_EXERCISE DESCRIPTION_. Write out every entry exactly as it appears.

(RECORDS SHOWN begins)

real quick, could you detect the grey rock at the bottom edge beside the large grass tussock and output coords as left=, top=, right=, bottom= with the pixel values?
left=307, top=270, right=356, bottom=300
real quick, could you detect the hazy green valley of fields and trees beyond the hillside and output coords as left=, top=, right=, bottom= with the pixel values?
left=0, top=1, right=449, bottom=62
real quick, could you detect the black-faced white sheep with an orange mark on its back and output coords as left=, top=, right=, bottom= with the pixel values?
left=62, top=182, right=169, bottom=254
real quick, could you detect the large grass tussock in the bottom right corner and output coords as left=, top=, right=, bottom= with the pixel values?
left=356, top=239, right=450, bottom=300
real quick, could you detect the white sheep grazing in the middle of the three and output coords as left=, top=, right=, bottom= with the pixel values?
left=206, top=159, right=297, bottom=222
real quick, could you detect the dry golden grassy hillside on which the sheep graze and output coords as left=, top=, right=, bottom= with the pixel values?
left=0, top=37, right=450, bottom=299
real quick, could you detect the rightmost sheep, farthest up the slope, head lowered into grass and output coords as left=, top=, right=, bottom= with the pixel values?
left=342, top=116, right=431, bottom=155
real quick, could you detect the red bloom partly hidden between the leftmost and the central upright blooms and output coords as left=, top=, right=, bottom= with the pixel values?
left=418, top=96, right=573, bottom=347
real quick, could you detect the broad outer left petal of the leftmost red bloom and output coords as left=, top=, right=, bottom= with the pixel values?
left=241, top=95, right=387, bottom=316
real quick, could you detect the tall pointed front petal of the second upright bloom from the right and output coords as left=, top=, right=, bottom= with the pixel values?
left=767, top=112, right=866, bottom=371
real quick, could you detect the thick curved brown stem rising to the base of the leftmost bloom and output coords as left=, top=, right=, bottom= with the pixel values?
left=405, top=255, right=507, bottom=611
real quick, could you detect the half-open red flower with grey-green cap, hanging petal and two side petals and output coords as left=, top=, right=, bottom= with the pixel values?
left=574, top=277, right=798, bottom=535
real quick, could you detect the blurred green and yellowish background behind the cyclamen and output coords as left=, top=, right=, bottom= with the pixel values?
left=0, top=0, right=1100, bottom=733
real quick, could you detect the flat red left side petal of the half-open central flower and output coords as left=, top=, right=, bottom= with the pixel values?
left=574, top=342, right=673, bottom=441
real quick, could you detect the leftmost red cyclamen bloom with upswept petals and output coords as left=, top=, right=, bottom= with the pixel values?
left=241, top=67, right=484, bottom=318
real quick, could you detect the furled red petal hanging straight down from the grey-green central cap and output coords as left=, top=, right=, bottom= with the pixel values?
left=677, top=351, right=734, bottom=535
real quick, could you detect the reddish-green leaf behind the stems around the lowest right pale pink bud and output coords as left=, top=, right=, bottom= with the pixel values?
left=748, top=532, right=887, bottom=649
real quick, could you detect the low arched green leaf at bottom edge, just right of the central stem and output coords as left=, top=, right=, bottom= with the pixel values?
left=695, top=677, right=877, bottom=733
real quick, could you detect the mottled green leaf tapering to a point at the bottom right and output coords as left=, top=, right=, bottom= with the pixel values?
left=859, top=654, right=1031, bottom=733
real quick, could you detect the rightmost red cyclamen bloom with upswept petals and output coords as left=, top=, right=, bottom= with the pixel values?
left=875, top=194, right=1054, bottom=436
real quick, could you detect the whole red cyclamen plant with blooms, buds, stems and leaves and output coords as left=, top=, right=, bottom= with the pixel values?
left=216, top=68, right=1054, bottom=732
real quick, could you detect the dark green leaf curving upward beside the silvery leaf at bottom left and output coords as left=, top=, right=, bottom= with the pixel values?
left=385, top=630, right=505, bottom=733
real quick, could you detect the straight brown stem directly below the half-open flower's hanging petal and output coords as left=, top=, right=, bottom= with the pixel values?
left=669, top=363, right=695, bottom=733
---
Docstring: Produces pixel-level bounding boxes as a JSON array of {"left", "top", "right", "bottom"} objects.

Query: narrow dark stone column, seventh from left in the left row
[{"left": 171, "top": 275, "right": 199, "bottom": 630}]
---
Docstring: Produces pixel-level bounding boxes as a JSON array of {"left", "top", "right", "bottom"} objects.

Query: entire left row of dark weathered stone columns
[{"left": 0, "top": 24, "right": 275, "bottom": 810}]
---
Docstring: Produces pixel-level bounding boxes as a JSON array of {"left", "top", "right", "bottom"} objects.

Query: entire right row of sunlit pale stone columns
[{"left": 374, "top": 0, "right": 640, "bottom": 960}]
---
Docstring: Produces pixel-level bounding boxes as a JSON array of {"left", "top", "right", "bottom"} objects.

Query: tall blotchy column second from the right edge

(RECORDS SHOWN ends)

_EXERCISE OUTPUT_.
real quick, could you detect the grey rock at the bottom edge beside the large grass tussock and output coords as left=, top=, right=, bottom= with the pixel values?
left=307, top=270, right=356, bottom=300
real quick, could you detect the hazy green valley of fields and trees beyond the hillside and output coords as left=, top=, right=, bottom= with the pixel values?
left=0, top=1, right=449, bottom=62
real quick, could you detect the black-faced white sheep with an orange mark on its back and output coords as left=, top=, right=, bottom= with the pixel values?
left=62, top=182, right=169, bottom=254
real quick, could you detect the large grass tussock in the bottom right corner and output coords as left=, top=, right=, bottom= with the pixel values?
left=356, top=239, right=450, bottom=300
real quick, could you detect the white sheep grazing in the middle of the three and output coords as left=, top=, right=, bottom= with the pixel values?
left=206, top=159, right=297, bottom=222
real quick, could you detect the dry golden grassy hillside on which the sheep graze and output coords as left=, top=, right=, bottom= with the pixel values?
left=0, top=37, right=450, bottom=299
real quick, could you detect the rightmost sheep, farthest up the slope, head lowered into grass and output coords as left=, top=, right=, bottom= with the pixel values?
left=342, top=116, right=431, bottom=155
real quick, could you detect the red bloom partly hidden between the leftmost and the central upright blooms and output coords as left=, top=, right=, bottom= with the pixel values?
left=418, top=96, right=573, bottom=347
real quick, could you detect the broad outer left petal of the leftmost red bloom and output coords as left=, top=, right=, bottom= with the pixel values?
left=241, top=95, right=387, bottom=316
real quick, could you detect the tall pointed front petal of the second upright bloom from the right and output coords as left=, top=, right=, bottom= with the pixel values?
left=767, top=112, right=866, bottom=371
real quick, could you detect the thick curved brown stem rising to the base of the leftmost bloom and output coords as left=, top=, right=, bottom= with the pixel values?
left=405, top=255, right=507, bottom=611
real quick, could you detect the half-open red flower with grey-green cap, hanging petal and two side petals and output coords as left=, top=, right=, bottom= with the pixel values?
left=574, top=277, right=798, bottom=535
real quick, could you detect the blurred green and yellowish background behind the cyclamen and output coords as left=, top=, right=, bottom= with the pixel values?
left=0, top=0, right=1100, bottom=733
real quick, could you detect the flat red left side petal of the half-open central flower and output coords as left=, top=, right=, bottom= with the pixel values?
left=574, top=342, right=673, bottom=441
real quick, could you detect the leftmost red cyclamen bloom with upswept petals and output coords as left=, top=, right=, bottom= with the pixel values?
left=241, top=67, right=484, bottom=318
real quick, could you detect the furled red petal hanging straight down from the grey-green central cap and output coords as left=, top=, right=, bottom= with the pixel values?
left=677, top=351, right=734, bottom=535
real quick, could you detect the reddish-green leaf behind the stems around the lowest right pale pink bud and output coords as left=, top=, right=, bottom= with the pixel values?
left=748, top=532, right=887, bottom=649
real quick, could you detect the low arched green leaf at bottom edge, just right of the central stem and output coords as left=, top=, right=, bottom= with the pixel values?
left=695, top=677, right=877, bottom=733
real quick, could you detect the mottled green leaf tapering to a point at the bottom right and output coords as left=, top=, right=, bottom= with the pixel values?
left=859, top=654, right=1031, bottom=733
real quick, could you detect the rightmost red cyclamen bloom with upswept petals and output coords as left=, top=, right=, bottom= with the pixel values?
left=875, top=194, right=1054, bottom=436
real quick, could you detect the whole red cyclamen plant with blooms, buds, stems and leaves and output coords as left=, top=, right=, bottom= with the pixel values?
left=216, top=68, right=1054, bottom=732
real quick, could you detect the dark green leaf curving upward beside the silvery leaf at bottom left and output coords as left=, top=, right=, bottom= with the pixel values?
left=385, top=630, right=505, bottom=733
real quick, could you detect the straight brown stem directly below the half-open flower's hanging petal and output coords as left=, top=, right=, bottom= with the pixel values?
left=669, top=363, right=695, bottom=733
---
Docstring: Produces pixel-level bounding boxes as a JSON array of {"left", "top", "right", "bottom"} objects.

Query: narrow dark stone column, seventh from left in the left row
[{"left": 171, "top": 275, "right": 199, "bottom": 630}]
---
Docstring: Produces pixel-level bounding boxes as a JSON array of {"left", "top", "right", "bottom"} objects.

Query: entire left row of dark weathered stone columns
[{"left": 0, "top": 24, "right": 275, "bottom": 810}]
---
Docstring: Produces pixel-level bounding boxes as a JSON array of {"left", "top", "right", "bottom"} objects.

Query: entire right row of sunlit pale stone columns
[{"left": 374, "top": 0, "right": 640, "bottom": 960}]
---
Docstring: Produces pixel-level bounding boxes as a JSON array of {"left", "top", "right", "bottom"} objects.

Query: tall blotchy column second from the right edge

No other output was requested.